**Work task**
Take from the entries below the stretch from the line with "[locate] man in" through the line with "[locate] black jacket", and return it exactly, leaving the pictures out.

__________

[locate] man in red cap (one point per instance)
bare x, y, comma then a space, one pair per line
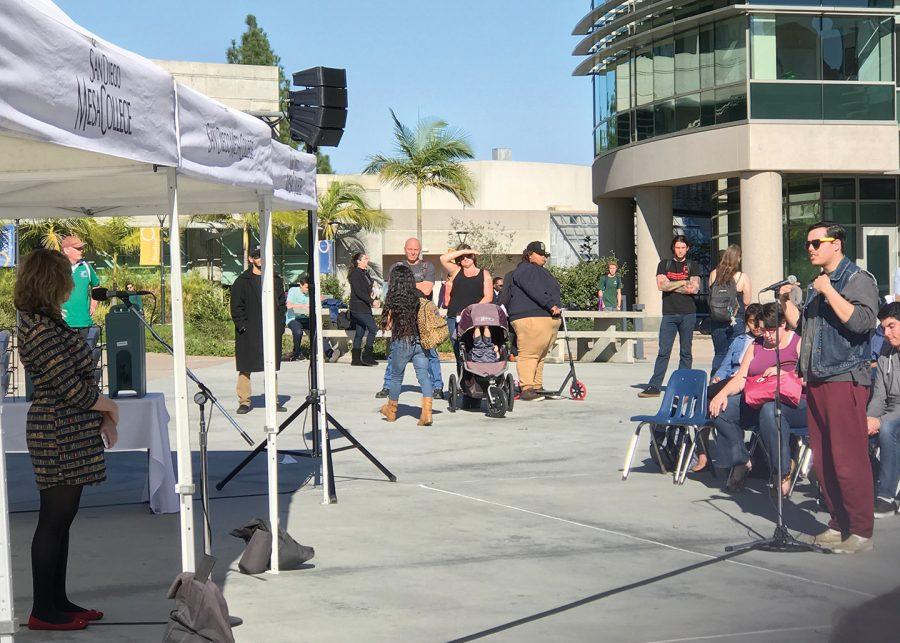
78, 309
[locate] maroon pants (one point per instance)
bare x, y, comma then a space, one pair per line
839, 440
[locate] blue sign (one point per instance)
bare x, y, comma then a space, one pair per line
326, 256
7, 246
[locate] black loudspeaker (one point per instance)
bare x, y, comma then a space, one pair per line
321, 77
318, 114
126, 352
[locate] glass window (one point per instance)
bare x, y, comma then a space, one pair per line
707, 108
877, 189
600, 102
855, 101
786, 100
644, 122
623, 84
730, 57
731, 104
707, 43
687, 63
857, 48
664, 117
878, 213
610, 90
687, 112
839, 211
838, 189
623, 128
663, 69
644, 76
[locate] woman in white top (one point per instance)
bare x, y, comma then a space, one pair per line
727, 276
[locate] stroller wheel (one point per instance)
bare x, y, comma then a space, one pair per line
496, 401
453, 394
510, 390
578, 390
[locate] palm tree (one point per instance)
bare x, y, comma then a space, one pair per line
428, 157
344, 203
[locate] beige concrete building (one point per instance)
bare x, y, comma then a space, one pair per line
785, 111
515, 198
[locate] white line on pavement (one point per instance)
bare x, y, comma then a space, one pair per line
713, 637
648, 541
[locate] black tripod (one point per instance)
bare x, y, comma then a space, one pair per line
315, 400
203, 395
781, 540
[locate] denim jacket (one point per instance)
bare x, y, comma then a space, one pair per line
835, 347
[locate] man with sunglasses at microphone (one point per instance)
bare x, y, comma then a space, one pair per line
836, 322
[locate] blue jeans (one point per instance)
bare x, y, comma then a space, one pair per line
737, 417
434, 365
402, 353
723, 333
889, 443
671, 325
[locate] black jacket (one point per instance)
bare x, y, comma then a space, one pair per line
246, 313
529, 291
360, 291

__________

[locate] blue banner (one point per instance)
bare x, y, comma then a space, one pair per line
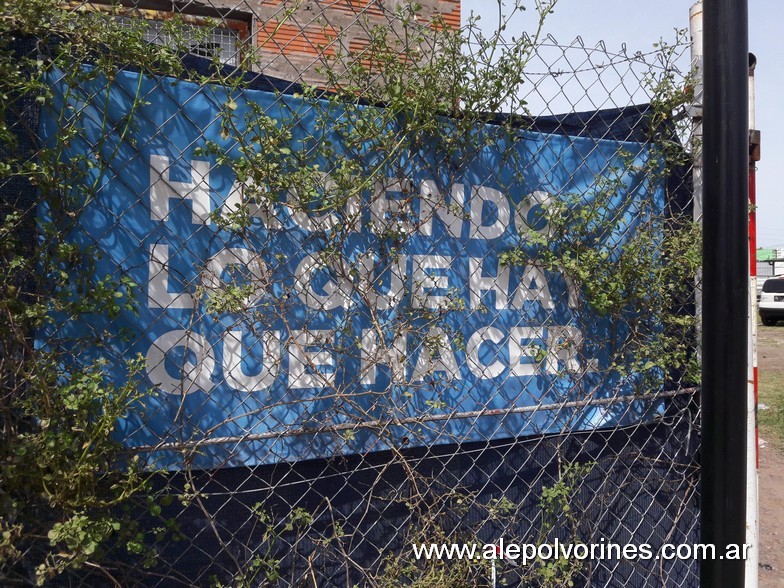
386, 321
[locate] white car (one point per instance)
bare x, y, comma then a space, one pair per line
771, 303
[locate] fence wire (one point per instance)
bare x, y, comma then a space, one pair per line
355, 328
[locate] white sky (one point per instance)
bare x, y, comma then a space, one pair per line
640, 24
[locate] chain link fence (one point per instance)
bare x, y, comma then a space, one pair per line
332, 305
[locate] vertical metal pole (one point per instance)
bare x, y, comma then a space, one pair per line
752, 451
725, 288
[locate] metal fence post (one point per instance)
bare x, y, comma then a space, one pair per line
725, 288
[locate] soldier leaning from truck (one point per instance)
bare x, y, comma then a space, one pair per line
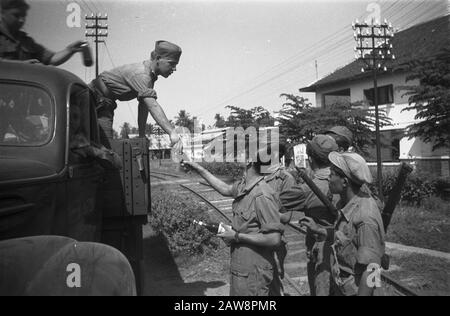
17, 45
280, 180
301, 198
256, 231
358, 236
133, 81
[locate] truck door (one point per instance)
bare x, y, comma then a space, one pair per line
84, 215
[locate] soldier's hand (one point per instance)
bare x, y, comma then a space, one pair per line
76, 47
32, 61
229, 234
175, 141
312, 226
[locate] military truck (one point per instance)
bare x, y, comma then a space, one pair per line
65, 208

__________

**Answer for this exercise**
[locate] man in red cap (one point per instance)
bare x, y, comma then a space, one pair per line
78, 309
[locate] maroon pants (one point per instance)
bare x, y, comma then a space, one pair per line
839, 440
[locate] blue sign (one point per instance)
bare x, y, comma then a space, one pair per line
326, 256
7, 246
[locate] black loudspeaker (one point per instance)
bare x, y, comma then a space, one pair per line
321, 77
318, 114
126, 352
[locate] glass window (one point per instance)
bare x, y, comma then a space, one pair per line
707, 108
877, 189
600, 102
855, 101
786, 100
644, 122
623, 84
730, 57
731, 104
707, 43
687, 63
857, 48
664, 117
878, 213
610, 90
687, 112
839, 211
838, 189
623, 128
663, 69
644, 76
[locate] woman in white top (one point per instance)
bare x, y, comma then a space, one pair per line
727, 276
[locate] stroller wheel (one point per instance)
bare x, y, comma then a space, one pair per line
496, 401
453, 394
510, 390
578, 390
[locate] palm tree (one point per instance)
bare x, y, comma then a space, one pair per line
428, 157
344, 203
[locate] beige concrete building (one point per instance)
bare x, y, comma then a space, one pair per line
785, 111
515, 198
[locate] white line on pavement (one point per instance)
bare x, y, comma then a space, one pair per line
713, 637
648, 541
[locate] black tripod (one point per instance)
bare x, y, comma then a space, one pair per line
315, 400
203, 395
781, 540
[locate] denim jacket (one point per instance)
bare x, y, comma then a space, one pair per line
835, 347
[locate] man with sunglasses at microphone (one point per instance)
bare x, y, comma then a space, one pair per line
836, 322
[locate] blue jeans (one point per instance)
bare x, y, comma then a space, one pair per line
737, 417
434, 365
402, 353
723, 333
889, 443
671, 325
[locate] black jacket (one point per instance)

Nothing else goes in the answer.